Leestekst ->
-----
Uitleg

Ongewenste intimiteiten in de zorg

Recent was het weer in het nieuws; een zorgmedewerker verklaarde dat zij, zelfs tijdens afspraken met patiënten, werd aangerand door haar collega. Daarnaast komt het helaas ook voor dat zorgmedewerkers patiënten ongewenst benaderen en vice versa. Hoe komt het dat ongewenste intimiteiten in de zorg meer lijken voor te komen?

Veilig en Vertrouwd

Wat zijn ongewenste intimiteiten?

Als eerste is het goed om duidelijk te hebben waar we over spreken. Wat is de definitie van ‘ongewenste intimiteiten’? In bepaalde gevallen zijn ongewenste intimiteiten erg duidelijk, maar in andere gevallen is dit een grijzer gebied. Los van het feit of iemand zich bewust is van zijn eigen gedrag.

Ongewenste intimiteit gaat voornamelijk over hoe bepaald gedrag (van de zender) door de ontvanger wordt ontvangen. Bij het gedrag moet je denken aan fysiek of verbaal gedrag van iemand met hierbij een seksuele of persoonlijke lading. Door de ontvanger worden deze gedragingen als ongewenst, ongepast en grensoverschrijdend ervaren. Dit gedrag kan variëren van ongewenst aanraken, opmerkingen maken met een seksuele connotatie, tot het maken van seksuele avances. Het kenmerk van ongewenste intimiteit is dat de intimiteit door de ontvanger niet gewenst is en een gevoel van onveiligheid, ongemak of intimidatie veroorzaakt.
-----
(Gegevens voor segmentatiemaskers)
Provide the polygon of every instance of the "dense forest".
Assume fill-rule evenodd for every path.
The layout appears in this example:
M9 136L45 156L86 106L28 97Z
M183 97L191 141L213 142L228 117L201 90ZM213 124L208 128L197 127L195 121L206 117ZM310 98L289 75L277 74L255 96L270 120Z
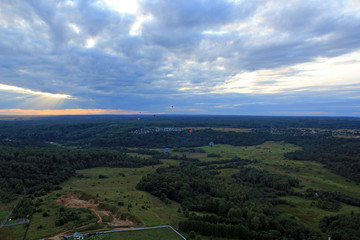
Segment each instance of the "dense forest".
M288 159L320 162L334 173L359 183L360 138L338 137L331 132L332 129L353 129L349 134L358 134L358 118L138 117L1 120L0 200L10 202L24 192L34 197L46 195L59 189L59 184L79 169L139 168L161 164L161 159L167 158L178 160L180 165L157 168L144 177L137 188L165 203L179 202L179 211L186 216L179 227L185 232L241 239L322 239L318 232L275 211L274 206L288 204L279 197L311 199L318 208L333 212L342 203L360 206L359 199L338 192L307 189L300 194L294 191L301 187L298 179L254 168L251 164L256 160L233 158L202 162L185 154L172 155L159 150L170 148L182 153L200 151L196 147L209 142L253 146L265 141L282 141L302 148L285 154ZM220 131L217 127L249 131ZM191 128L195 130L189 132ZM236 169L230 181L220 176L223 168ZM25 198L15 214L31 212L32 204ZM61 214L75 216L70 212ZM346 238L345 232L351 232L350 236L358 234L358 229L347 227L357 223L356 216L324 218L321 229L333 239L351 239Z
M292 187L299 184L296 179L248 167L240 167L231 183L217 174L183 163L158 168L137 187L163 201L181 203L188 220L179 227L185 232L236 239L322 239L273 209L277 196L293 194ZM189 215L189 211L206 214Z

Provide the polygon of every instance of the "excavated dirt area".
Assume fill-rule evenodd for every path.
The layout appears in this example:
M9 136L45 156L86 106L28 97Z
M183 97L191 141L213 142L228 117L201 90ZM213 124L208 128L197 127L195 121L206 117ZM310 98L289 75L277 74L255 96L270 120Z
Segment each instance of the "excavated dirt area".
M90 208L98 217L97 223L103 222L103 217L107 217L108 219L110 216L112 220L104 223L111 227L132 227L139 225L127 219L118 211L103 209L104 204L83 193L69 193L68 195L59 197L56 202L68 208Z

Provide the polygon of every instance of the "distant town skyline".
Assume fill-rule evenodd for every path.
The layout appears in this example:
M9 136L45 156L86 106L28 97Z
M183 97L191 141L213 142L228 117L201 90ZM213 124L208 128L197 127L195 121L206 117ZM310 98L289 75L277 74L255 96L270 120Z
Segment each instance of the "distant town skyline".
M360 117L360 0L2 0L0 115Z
-----
Opdracht A ->
Beantwoord over de leestekst over ongewenste intimiteiten in de zorg:
(i) Wat verklaarde de zorgmedewerker die recent in het nieuws was?
(ii) Waar gaat ongewenste intimiteit volgens de tekst voornamelijk over?
(iii) Welk gevoel veroorzaakt ongewenste intimiteit bij de ontvanger?
Opdracht B -> Schrijf de leestekst over ongewenste intimiteiten in de zorg verder, te beginnen na de laatste zin.

Antwoord A ->
(i) Dat zij, zelfs tijdens afspraken met patiënten, werd aangerand door haar collega.
(ii) Over hoe bepaald gedrag van de zender door de ontvanger wordt ontvangen.
(iii) Een gevoel van onveiligheid, ongemak of intimidatie.

Antwoord B ->
Ongewenste intimiteiten in de zorgsector kunnen plaatsvinden tussen collega’s onderling, van zorgmedewerker richting patiënt, van patiënt richting zorgmedewerker of tussen patiënten onderling. Overal waar patiënt genoemd wordt, kan ook cliënt gelezen worden.

Voorbeeld van ongewenste intimiteiten in de zorg

Bij bepaalde functies in de zorg zijn de medewerkers wel wat gewend van patiënten, door bijvoorbeeld de aandoening van deze patiënt. Denk aan onbegrensdheid door hersenletsel of ouderdom, een bepaalde manier van communiceren door een tics of een diagnose. Maar uiteraard zijn er grenzen. Daarbij komt dat ongewenste intimiteiten van beide kanten voorkomt. Patiënten kunnen ook het slachtoffer worden van zorgmedewerkers die misbruik maken van hun macht, de situatie en/of de machteloosheid van patiënten. Bijvoorbeeld de zorgmedewerker uit Breda die bejaarden met dementie verkrachtte en aanrandde.

Wanneer gaat het om ongewenste intimiteit of seksuele intimidatie? Onderstaande voorbeelden werken dan ook beide kanten op (gedragingen van zorgmedewerker of patiënt).

  • Ongewenste aanrakingen
    Een zorgmedewerker die een hand om een intieme plek legt, zonder medische noodzaak. Bij een patiënt of bij een collega. Hieronder valt ook niet-consensuele lichaamsverzorging (verzorgende handelingen en wassen zonder toestemming) en ongemakkelijk dicht bij iemand staan.
  • Seksuele opmerkingen
    Seksuele toespelingen naar collega of patiënt of het stellen van suggestieve vragen die niet gerelateerd zijn aan de zorgsituatie.
  • Ongepaste communicatie
    Het versturen van ongewenste berichten via sms, e-mail, of sociale media met een seksuele of persoonlijke lading naar een patiënt of collega.
  • Grensoverschrijdende blikken
    Een zorgverlener die op een manier naar een patiënt kijkt die door de patiënt als ongewenst of intimiderend wordt ervaren, zoals langdurig staren naar intieme lichaamsdelen.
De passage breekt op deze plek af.